____ Document extract
The 2022 JN Reddy Medal Inaugural Recipient

Yonggang Huang

Jan and Marcia Achenbach Professor, Departments of Mechanical Engng, Civil & Environmental Engineering, Northwestern University

 

Citation:

For pioneering research on microscale plasticity and mechanics of stretchable electronics

Professor Yonggang Huang has made seminal contribution to the mechanics theory and applications and is recognized as a leader in the research areas of mechanics of materials and mechanics of stretchable electronics. In the early years of Professor Huang’s career, he focused on the advancement of mechanics theory and research in key areas across multiple scales, aiming to integrate the disciplinary fields of mechanics and materials science by developing a clear understanding of the hierarchy of size scales that govern the material behavior. His work on the mechanism-based strain gradient plasticity theory represents a major advance in scaledependent plasticity of metals.

After 2005 Professor Huang has moved to a new research area – mechanics of stretchable and curvilinear electronics. Using mechanics principles Professor Huang and his collaborators have developed electronics with performance equal to established technologies that use flat and rigid semiconductor wafers, but in lightweight, curvilinear, foldable and stretchable formats would enable many new application possibilities. This represents the future electronics technology that overcomes this fundamental mismatch in mechanics and form between biology (soft, elastic and curved) and silicon wafer (hard, rigid and flat). Professors Huang and his collaborators have used mechanics principles to seamlessly integrate stretchable electronics with the human body to provide advanced diagnostic and therapeutic capabilities. His work has received a lot of public attention. It has also been displayed at the Tech Museum of Innovation (San Jose, California) and the Museum of Science & Industry (Chicago, Illinois). NBC Learn, the education arm of NBC, worked with Professor Huang to develop a 45-minute education program on epidermal electronics.
________
____ Records
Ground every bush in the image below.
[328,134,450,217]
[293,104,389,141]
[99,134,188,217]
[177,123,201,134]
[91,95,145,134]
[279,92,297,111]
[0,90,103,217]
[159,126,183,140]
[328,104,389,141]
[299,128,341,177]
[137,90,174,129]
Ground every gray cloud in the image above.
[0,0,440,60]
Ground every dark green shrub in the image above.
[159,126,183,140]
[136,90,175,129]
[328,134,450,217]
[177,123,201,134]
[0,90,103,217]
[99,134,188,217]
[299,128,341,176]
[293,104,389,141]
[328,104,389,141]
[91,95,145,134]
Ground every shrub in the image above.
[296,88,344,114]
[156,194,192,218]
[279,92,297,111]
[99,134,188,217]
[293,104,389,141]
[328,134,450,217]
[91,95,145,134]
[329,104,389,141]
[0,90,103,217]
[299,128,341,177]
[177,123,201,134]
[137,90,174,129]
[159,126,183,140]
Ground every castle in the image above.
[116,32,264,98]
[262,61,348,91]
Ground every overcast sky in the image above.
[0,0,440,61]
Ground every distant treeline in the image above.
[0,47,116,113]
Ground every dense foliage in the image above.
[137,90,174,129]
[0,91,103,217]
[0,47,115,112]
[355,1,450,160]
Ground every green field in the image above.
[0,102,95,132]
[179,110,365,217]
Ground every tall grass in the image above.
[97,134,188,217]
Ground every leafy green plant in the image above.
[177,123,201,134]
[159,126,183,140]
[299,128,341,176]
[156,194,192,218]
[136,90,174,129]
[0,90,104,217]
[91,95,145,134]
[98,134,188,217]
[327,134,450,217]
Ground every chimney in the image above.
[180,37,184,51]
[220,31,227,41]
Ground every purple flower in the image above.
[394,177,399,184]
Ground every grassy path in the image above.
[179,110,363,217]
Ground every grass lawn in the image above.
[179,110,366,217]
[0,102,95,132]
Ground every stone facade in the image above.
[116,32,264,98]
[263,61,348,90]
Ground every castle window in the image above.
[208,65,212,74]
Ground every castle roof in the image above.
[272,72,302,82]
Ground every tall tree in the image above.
________
§ **Assignment 1**: Could you transcribe the Yonggang Huang citation, everything from "Professor Yonggang Huang" down to "plasticity of metals."?
§ **Assignment 2**: Can you write the next part of the Yonggang Huang citation, picking up after its final sentence?
The records play no part in this work.

§ **Your response 1**:
Professor Yonggang Huang has made seminal contribution to the mechanics theory and applications and is recognized as a leader in the research areas of mechanics of materials and mechanics of stretchable electronics. In the early years of Professor Huang’s career, he focused on the advancement of mechanics theory and research in key areas across multiple scales, aiming to integrate the disciplinary fields of mechanics and materials science by developing a clear understanding of the hierarchy of size scales that govern the material behavior. His work on the mechanism-based strain gradient plasticity theory represents a major advance in scaledependent plasticity of metals.

§ **Your response 2**:
Since 2012 Professor Huang has pioneered a new development: transient electronics — the devices that can disappear in a controlled and programmable way. Professor Huang’s research interest is in electronic systems that disappear at programmed time and at controlled rates with harmless end products when exposed to bio-fluidic solutions or even water. This technology allows, for example, for temporary medical implants to as diagnostic and/or therapeutic platforms. By disappearing after a desired period of operation in the human body, such resorbable implants can eliminate long-term adverse effects or the need for additional surgeries for retrieval. Most devices that incorporate resorbable electronics must function stably for a timeframe that is relevant to the application, followed by complete physical disappearance.

Huang is a most cited researcher in engineering (2009), materials science (since 2014) and physics (2018). His total citations are ~90,000, with H-index 147. He is a member of NAE, NAS, and a fellow of AAA&S. He has also received awards for teaching and undergraduate advising from 3 universities he has taught at. He is a past president of SES, past Chair of ASME Applied Mechanics Division, the editor of JAM, and the incoming editor of AMR.